____ Testo di partenza
Ci ha raccontato poi il babbo che la notte sentire queste voci che gli chiedevano aiuto, a cui non poteva rispondere perché non aveva mezzi di rispondere, lo commuovevano, lo emozionavano e gli davano questo senso di impotenza ma anche un certo orgoglio che Firenze si rivolgeva a Palazzo Vecchio come aiuto
Io non mi ricordo come abbiamo passato la notte, non me lo ricordo. Certamente non è che abbiamo dormito granchè
E il giorno dopo?
Il giorno dopo il babbo volle tornare in città e lì abbiamo veramente avuto l’esatta dimensione della situazione
La città era piena di movimento, piena di gente, ma era tutto un movimento silenzioso, non c’era nessuno che parlava
Il silenzio del lavoro, perché purtroppo tutte le attività si erano bloccate. Il silenzio della gente che si arrotolava le maniche e si metteva lì a spalare
Mi ricordo che il giorno dopo quando l’acqua cominciò a defluire, andammo con il babbo a cercare di capire che cosa si poteva fare e si poteva fare davvero ben poco, perché l’azienda era in un seminterrato ed era completamente coperta dal fango
Entrai in negozio e mi ricordo l’immagine che non c’era luce e c’era tutta una moquette che sembrava come se fosse stata risparmiata, non vedendo nella penombra, sembrava quasi tutto intatto e invece non era moquette, era uno strato di fango che aveva distrutto tutto, aveva danneggiato merce e quant’altro
I mobili che erano tipo sedie, tavolini o sgabelli, quindi mobili puri e semplici avevano galleggiato quindi erano da tutte le parti possibili e immaginabili. I banchi tipografici invece, che sono banchi pieni di cassette di piombo, quelli non si erano mossi
I mobli, questi qui alle pareti erano rimasti tutti intatti, nonostante i vetri rotti, mentre il pavimento era completamente sprofondato per via di un ramo, di un tronco anzi, che era arrivato direttamente dall’Arno, essendo in discesa e aveva rotto tutto il pavimento
Abbiamo cominciato a spalare, non si sapeva bene cosa si stesse facendo, perché si levava la melma da una parte e la si buttava nella strada, ma la strada era piena, le fogne non ricevevano quindi sembrava che noi si buttasse via la melma da una parte e che andasse a finire da quell’altra parte
Aprii la porta degli uffici, ora mi scappa da ridere ma allora no, aprii la porta degli uffici e richiusi. Dissi: “qui c’è da rifare tutto, sicchè lasciamo perdere, torniamo a casa”
________
____ Dati forniti
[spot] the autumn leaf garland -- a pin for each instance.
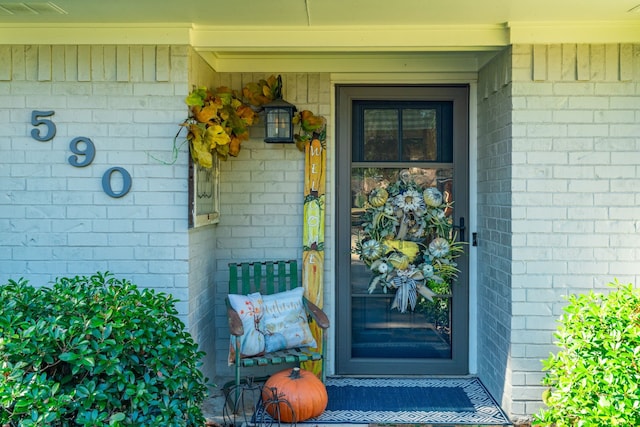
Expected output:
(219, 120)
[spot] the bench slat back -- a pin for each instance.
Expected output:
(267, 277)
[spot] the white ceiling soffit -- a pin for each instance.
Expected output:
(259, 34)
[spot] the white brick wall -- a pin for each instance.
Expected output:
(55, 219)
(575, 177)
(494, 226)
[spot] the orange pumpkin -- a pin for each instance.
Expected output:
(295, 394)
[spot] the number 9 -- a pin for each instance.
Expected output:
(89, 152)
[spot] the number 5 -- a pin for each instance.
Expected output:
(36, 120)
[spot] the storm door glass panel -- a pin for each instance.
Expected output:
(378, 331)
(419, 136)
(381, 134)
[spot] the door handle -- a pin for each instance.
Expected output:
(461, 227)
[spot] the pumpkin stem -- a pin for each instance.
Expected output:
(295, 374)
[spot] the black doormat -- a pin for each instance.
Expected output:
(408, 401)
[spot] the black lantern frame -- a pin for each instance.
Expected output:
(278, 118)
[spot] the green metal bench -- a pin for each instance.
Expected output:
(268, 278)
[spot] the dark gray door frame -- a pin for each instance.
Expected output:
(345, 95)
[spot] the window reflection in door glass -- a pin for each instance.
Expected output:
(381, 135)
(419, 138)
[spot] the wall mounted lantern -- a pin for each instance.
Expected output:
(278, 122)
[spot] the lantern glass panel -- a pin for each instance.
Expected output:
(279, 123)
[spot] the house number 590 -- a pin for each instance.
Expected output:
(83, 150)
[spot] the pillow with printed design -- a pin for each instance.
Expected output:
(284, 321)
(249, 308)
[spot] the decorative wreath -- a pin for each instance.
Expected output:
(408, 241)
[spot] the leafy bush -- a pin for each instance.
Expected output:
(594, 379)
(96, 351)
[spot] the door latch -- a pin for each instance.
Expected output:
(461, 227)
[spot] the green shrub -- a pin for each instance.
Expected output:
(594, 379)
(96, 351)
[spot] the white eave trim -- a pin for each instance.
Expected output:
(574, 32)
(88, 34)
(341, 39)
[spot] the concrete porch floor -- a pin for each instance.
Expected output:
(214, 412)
________
____ Dati forniti
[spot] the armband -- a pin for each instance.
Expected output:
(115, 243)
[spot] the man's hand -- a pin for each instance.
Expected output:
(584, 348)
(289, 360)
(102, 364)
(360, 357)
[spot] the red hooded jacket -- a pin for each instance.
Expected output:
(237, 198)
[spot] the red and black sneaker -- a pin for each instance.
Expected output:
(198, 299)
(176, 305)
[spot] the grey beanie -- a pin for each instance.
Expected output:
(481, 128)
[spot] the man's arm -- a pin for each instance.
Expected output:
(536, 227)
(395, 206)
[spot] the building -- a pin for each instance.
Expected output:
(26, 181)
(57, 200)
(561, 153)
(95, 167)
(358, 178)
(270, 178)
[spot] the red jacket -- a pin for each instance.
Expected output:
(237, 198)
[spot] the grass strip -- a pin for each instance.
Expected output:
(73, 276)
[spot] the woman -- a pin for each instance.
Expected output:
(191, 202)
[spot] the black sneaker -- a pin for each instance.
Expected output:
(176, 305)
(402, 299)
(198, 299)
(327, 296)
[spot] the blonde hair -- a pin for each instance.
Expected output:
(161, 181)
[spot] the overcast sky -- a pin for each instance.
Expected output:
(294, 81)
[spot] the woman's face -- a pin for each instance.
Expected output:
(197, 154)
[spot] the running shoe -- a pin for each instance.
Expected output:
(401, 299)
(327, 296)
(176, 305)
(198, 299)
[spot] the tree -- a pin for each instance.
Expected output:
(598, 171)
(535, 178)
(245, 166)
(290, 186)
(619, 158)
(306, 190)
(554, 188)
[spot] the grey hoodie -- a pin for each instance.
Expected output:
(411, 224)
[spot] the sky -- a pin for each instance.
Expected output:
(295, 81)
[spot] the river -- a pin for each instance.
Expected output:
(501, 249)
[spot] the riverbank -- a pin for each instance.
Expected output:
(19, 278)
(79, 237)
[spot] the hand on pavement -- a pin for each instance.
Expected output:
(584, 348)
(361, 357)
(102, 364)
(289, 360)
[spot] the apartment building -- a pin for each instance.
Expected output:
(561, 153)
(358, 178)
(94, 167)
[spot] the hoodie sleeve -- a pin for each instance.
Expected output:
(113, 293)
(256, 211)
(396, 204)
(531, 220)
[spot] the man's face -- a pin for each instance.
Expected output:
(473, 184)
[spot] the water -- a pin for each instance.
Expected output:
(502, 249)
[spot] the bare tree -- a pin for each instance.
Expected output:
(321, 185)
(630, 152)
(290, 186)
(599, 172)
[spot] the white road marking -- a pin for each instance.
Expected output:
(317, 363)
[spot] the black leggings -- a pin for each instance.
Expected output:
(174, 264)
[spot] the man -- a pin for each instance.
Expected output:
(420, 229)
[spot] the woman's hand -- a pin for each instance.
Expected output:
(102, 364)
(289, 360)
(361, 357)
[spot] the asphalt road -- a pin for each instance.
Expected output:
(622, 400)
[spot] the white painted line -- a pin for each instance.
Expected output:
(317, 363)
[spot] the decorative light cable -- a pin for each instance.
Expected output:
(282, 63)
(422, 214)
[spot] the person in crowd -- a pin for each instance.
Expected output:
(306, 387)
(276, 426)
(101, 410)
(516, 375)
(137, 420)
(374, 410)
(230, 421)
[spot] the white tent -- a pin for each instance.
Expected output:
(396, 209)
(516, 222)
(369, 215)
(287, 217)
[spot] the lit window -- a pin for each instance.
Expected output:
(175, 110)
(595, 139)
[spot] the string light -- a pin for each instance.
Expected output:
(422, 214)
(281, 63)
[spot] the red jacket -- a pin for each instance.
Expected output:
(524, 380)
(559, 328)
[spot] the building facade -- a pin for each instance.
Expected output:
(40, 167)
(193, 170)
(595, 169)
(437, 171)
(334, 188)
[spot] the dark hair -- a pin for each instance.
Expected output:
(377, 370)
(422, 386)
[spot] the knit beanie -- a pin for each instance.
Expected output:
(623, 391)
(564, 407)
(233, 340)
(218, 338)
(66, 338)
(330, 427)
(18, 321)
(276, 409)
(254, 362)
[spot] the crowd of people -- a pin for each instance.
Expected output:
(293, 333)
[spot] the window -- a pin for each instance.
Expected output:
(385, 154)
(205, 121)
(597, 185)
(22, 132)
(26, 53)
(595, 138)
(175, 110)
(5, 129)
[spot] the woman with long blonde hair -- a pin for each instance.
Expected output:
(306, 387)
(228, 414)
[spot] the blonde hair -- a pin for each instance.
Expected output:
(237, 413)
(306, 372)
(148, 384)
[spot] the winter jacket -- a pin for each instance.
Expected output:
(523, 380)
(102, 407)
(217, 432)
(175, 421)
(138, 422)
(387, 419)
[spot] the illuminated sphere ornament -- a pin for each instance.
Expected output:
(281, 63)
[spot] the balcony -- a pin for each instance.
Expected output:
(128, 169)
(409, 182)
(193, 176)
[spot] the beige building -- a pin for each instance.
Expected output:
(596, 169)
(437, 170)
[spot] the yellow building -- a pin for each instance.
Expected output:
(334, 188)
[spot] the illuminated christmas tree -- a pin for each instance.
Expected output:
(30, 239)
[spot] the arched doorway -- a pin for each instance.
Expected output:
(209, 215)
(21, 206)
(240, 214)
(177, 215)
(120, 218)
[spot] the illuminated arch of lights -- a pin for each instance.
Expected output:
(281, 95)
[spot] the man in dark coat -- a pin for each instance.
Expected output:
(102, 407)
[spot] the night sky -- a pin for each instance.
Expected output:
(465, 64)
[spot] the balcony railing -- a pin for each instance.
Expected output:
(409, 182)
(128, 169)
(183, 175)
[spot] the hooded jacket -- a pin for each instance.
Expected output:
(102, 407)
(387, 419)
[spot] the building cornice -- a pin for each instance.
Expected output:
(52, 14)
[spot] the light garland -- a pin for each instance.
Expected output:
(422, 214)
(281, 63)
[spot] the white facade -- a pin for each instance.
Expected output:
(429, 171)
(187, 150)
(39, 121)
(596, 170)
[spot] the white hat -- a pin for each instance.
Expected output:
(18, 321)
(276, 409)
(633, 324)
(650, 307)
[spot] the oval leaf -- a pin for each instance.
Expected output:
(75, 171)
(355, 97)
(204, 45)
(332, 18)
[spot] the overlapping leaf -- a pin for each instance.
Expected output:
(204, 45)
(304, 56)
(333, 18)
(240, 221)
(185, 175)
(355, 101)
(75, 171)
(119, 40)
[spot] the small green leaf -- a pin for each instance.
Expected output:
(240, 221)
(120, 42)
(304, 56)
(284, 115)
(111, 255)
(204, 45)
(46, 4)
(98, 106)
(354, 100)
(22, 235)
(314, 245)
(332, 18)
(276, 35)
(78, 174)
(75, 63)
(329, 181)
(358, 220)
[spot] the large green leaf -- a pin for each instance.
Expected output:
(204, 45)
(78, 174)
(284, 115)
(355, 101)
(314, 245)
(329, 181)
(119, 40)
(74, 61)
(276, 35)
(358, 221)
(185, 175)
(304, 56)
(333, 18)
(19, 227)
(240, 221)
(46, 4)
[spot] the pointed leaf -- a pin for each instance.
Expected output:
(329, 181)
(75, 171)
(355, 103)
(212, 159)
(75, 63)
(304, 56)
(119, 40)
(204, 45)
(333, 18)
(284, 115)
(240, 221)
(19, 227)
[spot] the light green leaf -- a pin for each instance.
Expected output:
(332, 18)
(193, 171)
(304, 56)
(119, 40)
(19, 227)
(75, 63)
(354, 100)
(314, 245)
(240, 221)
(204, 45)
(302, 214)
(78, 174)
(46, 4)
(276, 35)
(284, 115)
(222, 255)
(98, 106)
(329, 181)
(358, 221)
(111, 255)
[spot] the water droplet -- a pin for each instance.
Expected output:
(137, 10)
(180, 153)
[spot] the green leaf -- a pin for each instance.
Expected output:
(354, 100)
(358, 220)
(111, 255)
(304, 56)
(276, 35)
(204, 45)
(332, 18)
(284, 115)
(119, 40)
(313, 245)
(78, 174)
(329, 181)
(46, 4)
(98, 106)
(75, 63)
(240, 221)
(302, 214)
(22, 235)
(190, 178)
________
____ Dati forniti
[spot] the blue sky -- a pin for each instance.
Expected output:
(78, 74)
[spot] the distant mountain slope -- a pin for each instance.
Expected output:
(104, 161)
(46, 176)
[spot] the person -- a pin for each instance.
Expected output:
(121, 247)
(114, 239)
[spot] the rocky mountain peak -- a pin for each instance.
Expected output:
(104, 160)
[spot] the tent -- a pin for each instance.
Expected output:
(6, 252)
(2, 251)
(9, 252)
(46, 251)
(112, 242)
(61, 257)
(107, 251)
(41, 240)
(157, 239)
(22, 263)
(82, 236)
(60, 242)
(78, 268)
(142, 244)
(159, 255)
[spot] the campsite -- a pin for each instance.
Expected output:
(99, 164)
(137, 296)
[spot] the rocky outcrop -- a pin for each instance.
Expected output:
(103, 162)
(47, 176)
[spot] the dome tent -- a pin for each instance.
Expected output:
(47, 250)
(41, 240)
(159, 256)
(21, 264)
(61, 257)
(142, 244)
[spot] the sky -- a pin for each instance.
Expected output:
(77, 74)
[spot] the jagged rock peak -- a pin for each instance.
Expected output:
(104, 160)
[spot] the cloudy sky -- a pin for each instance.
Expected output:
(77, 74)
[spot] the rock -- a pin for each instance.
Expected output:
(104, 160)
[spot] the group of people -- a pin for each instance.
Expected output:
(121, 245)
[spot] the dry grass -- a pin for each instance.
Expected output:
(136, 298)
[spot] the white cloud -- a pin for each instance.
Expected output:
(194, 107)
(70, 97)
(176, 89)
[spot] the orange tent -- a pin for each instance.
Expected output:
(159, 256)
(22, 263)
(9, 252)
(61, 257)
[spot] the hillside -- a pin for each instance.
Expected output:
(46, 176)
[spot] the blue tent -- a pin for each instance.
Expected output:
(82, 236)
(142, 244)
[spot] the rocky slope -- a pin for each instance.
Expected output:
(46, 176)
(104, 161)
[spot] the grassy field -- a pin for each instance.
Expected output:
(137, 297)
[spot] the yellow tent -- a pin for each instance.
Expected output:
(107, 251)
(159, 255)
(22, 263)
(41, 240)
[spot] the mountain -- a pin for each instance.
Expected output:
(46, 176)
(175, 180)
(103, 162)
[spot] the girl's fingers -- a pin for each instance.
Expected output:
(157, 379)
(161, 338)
________
## Compiti dell'esercizio
• 1. Rispondi a queste domande sul racconto:
(a) Dove si trovava l'azienda?
(b) Che cosa aveva sfondato il pavimento?
(c) Che cosa sembrava, nella penombra del negozio, lo strato di fango?
• 2. Riporta parola per parola il tratto del racconto che va da «Ci ha raccontato» fino a «il giorno dopo?».

## Risposte in ordine
• 1.
(a) In un seminterrato.
(b) Un tronco arrivato direttamente dall'Arno.
(c) Una moquette.

• 2.
Ci ha raccontato poi il babbo che la notte sentire queste voci che gli chiedevano aiuto, a cui non poteva rispondere perché non aveva mezzi di rispondere, lo commuovevano, lo emozionavano e gli davano questo senso di impotenza ma anche un certo orgoglio che Firenze si rivolgeva a Palazzo Vecchio come aiuto
Io non mi ricordo come abbiamo passato la notte, non me lo ricordo. Certamente non è che abbiamo dormito granchè
E il giorno dopo?